::: The records :::
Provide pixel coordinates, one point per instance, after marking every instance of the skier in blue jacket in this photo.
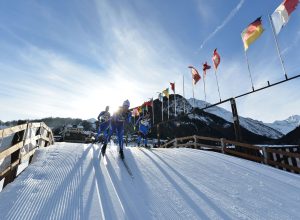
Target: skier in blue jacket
(144, 125)
(104, 121)
(119, 118)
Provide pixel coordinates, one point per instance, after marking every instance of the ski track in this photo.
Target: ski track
(70, 181)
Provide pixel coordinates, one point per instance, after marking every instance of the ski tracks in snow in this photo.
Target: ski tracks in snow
(70, 181)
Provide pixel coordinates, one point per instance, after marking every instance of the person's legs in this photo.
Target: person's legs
(110, 132)
(139, 138)
(120, 133)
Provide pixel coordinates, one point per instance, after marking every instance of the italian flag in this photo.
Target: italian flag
(281, 15)
(252, 32)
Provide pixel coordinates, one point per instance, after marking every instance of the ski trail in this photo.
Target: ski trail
(68, 181)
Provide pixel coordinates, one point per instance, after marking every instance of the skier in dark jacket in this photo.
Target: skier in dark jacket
(122, 116)
(104, 121)
(144, 125)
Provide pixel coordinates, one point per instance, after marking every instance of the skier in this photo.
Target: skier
(104, 121)
(144, 125)
(122, 116)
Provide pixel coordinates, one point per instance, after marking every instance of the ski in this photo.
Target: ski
(127, 168)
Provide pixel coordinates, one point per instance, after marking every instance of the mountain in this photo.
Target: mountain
(197, 122)
(292, 137)
(287, 125)
(255, 126)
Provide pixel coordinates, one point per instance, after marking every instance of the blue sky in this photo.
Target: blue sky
(72, 58)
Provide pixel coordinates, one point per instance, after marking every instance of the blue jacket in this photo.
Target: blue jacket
(121, 116)
(104, 116)
(144, 124)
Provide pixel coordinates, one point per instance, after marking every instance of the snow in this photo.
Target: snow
(67, 181)
(257, 127)
(287, 125)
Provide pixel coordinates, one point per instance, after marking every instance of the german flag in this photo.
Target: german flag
(252, 32)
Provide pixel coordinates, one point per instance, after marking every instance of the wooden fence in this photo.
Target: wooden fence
(25, 138)
(285, 158)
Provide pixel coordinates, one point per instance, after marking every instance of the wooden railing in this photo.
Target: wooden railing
(25, 138)
(286, 158)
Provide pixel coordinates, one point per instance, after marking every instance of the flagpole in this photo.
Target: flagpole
(175, 99)
(152, 112)
(183, 94)
(249, 70)
(162, 109)
(204, 88)
(168, 108)
(193, 92)
(277, 47)
(218, 84)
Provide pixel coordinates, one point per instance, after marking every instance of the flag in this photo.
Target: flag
(195, 75)
(166, 92)
(252, 32)
(205, 67)
(216, 59)
(149, 103)
(140, 109)
(135, 112)
(160, 97)
(280, 16)
(173, 86)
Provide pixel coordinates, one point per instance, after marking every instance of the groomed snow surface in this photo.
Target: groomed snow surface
(67, 181)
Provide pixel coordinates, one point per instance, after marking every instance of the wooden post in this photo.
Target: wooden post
(18, 137)
(223, 145)
(265, 154)
(236, 122)
(158, 135)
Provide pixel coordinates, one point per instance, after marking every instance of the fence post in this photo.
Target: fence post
(15, 156)
(158, 135)
(223, 145)
(265, 153)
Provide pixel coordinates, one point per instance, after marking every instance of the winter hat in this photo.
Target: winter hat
(126, 103)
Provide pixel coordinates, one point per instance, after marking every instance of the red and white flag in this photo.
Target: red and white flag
(205, 67)
(281, 15)
(173, 86)
(216, 59)
(195, 75)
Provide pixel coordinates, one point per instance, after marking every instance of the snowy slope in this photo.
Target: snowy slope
(68, 182)
(257, 127)
(286, 126)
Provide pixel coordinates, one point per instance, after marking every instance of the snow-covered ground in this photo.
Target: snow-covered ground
(255, 126)
(67, 181)
(287, 125)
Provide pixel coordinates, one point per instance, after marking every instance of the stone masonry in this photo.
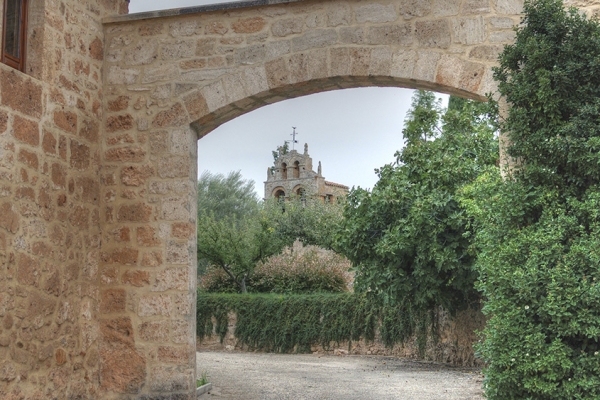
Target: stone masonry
(292, 175)
(98, 160)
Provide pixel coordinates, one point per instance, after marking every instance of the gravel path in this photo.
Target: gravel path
(260, 376)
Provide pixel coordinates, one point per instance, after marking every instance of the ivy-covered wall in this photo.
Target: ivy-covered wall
(333, 323)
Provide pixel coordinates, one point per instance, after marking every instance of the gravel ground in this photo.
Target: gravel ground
(260, 376)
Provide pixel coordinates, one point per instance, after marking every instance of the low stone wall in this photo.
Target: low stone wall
(454, 345)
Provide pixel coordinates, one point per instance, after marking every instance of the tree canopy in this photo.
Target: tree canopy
(228, 196)
(409, 238)
(538, 230)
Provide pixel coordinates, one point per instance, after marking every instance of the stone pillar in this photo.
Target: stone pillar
(148, 259)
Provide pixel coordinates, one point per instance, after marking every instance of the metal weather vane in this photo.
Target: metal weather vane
(293, 135)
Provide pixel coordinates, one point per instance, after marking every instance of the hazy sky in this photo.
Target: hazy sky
(350, 131)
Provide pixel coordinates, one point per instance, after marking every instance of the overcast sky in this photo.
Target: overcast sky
(350, 131)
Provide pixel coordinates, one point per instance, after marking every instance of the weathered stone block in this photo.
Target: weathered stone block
(90, 130)
(174, 167)
(9, 219)
(477, 7)
(20, 93)
(26, 131)
(175, 116)
(139, 212)
(119, 123)
(122, 76)
(315, 39)
(125, 256)
(444, 8)
(49, 142)
(249, 25)
(157, 304)
(508, 6)
(157, 331)
(288, 26)
(433, 34)
(136, 278)
(125, 154)
(175, 355)
(169, 379)
(152, 259)
(214, 94)
(28, 158)
(172, 279)
(112, 300)
(376, 13)
(391, 34)
(146, 237)
(28, 271)
(469, 30)
(175, 209)
(142, 54)
(66, 120)
(80, 155)
(136, 175)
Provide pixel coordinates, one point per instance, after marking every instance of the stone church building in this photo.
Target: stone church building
(293, 175)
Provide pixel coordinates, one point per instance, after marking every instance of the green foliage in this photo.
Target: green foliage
(408, 238)
(237, 245)
(226, 197)
(308, 272)
(311, 221)
(222, 198)
(287, 323)
(538, 231)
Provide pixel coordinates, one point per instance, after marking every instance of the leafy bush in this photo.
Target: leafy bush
(308, 272)
(538, 231)
(286, 323)
(408, 238)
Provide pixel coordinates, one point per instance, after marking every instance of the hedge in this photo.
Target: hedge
(288, 323)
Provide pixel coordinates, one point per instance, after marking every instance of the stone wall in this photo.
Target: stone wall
(50, 196)
(453, 346)
(98, 160)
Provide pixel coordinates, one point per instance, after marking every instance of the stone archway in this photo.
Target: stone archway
(173, 77)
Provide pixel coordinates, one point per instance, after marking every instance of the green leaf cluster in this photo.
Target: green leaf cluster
(237, 243)
(538, 230)
(294, 323)
(308, 271)
(409, 239)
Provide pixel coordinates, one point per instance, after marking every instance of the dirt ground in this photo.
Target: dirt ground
(261, 376)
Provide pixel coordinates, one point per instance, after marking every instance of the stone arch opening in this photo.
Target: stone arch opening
(279, 194)
(172, 78)
(296, 170)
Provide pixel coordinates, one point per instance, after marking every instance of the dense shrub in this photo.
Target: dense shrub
(286, 323)
(311, 271)
(538, 231)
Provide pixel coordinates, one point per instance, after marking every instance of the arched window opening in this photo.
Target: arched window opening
(279, 195)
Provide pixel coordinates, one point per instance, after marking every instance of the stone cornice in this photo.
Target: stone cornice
(194, 10)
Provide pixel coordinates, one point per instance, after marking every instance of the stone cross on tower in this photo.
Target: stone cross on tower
(293, 135)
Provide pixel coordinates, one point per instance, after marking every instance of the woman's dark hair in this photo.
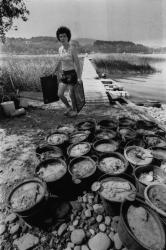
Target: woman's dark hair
(62, 30)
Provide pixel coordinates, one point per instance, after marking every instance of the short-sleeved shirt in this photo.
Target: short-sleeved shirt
(66, 58)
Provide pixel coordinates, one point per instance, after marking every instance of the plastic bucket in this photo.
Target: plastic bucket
(113, 207)
(33, 209)
(56, 185)
(82, 183)
(138, 171)
(126, 235)
(8, 108)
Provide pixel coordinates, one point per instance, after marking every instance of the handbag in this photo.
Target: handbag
(49, 85)
(79, 96)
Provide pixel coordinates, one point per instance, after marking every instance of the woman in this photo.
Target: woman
(71, 71)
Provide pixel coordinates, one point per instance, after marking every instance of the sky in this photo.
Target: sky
(139, 21)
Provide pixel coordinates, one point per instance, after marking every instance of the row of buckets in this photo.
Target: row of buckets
(55, 151)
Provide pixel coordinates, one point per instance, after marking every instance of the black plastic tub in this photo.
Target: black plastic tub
(82, 181)
(29, 202)
(112, 171)
(56, 181)
(47, 151)
(127, 237)
(108, 124)
(113, 207)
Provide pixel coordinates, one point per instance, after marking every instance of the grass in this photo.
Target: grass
(25, 71)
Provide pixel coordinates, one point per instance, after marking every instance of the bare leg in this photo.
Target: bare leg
(71, 93)
(61, 90)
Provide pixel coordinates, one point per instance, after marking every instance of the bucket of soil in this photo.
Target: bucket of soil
(87, 124)
(126, 133)
(145, 124)
(28, 199)
(108, 124)
(147, 175)
(78, 149)
(80, 136)
(83, 172)
(107, 134)
(66, 128)
(54, 173)
(105, 146)
(159, 153)
(140, 228)
(59, 139)
(112, 163)
(155, 196)
(127, 122)
(46, 151)
(138, 156)
(154, 141)
(114, 190)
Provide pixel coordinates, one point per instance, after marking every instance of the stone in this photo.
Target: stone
(99, 218)
(14, 228)
(2, 228)
(77, 236)
(99, 242)
(77, 248)
(11, 218)
(27, 241)
(102, 227)
(98, 208)
(70, 244)
(62, 229)
(75, 222)
(117, 241)
(84, 247)
(107, 220)
(87, 213)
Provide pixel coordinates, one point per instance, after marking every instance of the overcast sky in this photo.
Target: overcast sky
(140, 21)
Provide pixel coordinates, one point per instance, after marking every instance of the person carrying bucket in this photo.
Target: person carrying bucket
(71, 71)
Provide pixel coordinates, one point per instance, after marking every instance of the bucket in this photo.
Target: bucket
(54, 172)
(23, 201)
(8, 108)
(82, 179)
(112, 207)
(145, 169)
(126, 235)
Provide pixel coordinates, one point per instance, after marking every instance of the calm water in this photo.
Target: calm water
(148, 87)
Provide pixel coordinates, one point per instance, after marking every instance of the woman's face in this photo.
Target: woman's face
(63, 38)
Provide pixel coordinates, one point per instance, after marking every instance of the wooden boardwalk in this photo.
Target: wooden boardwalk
(94, 89)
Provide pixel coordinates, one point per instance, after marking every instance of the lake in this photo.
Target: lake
(147, 87)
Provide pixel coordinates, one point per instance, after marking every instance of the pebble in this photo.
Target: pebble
(62, 229)
(77, 236)
(117, 242)
(107, 220)
(99, 242)
(98, 208)
(27, 241)
(99, 218)
(77, 248)
(14, 229)
(84, 247)
(88, 213)
(75, 222)
(11, 218)
(102, 227)
(2, 229)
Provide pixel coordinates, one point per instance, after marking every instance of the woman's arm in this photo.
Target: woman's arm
(77, 63)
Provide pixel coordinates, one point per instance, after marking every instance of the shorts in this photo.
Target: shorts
(69, 77)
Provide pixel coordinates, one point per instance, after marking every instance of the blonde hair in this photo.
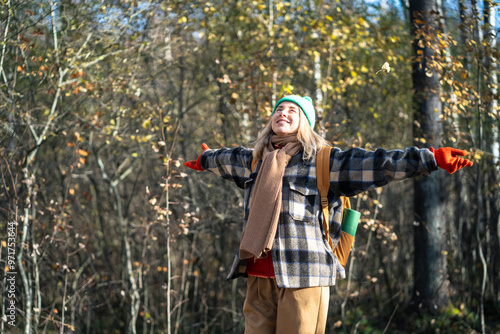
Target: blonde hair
(310, 140)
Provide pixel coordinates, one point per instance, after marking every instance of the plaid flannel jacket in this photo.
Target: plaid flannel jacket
(301, 254)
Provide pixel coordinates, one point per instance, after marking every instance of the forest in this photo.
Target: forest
(104, 230)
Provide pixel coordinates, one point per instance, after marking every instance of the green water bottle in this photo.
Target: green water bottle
(350, 221)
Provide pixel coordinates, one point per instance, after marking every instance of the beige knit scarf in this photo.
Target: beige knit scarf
(265, 205)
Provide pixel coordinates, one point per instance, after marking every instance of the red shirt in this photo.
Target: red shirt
(261, 267)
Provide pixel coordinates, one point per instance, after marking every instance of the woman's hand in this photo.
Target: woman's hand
(448, 159)
(196, 164)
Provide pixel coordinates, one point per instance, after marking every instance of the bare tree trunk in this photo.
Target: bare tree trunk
(492, 142)
(430, 283)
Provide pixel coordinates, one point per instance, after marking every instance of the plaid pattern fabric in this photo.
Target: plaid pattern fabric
(301, 254)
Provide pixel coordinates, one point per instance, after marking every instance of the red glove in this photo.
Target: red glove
(448, 159)
(196, 164)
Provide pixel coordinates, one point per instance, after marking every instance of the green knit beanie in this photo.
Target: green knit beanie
(305, 103)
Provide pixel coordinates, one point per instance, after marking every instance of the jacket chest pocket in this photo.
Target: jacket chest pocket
(302, 201)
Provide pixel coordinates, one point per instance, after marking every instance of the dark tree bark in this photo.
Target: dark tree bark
(430, 277)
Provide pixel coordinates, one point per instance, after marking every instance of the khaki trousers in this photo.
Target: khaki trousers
(269, 309)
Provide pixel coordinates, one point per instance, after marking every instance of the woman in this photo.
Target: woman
(284, 251)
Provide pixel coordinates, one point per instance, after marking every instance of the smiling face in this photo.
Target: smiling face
(286, 118)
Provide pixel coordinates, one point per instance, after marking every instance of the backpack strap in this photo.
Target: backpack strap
(323, 184)
(254, 164)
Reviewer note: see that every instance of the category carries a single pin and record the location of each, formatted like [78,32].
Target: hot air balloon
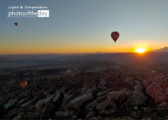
[16,23]
[114,35]
[23,84]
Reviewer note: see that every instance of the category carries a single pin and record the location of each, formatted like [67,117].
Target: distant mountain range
[165,49]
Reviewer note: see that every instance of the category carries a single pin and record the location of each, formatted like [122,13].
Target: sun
[140,50]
:::
--- Exercise ---
Across all the records above, find each line with "that" in it and copy it.

--- Answer to the exercise ---
Reviewer note: see that every instance of the category carries a single pin and record the location of each, formatted like [78,32].
Reviewer note: see that every instance of the category carries a single pin and record the location of each, formatted like [67,117].
Reviewer note: see that every instance of the category carries a single pin and record the location of each, formatted like [122,13].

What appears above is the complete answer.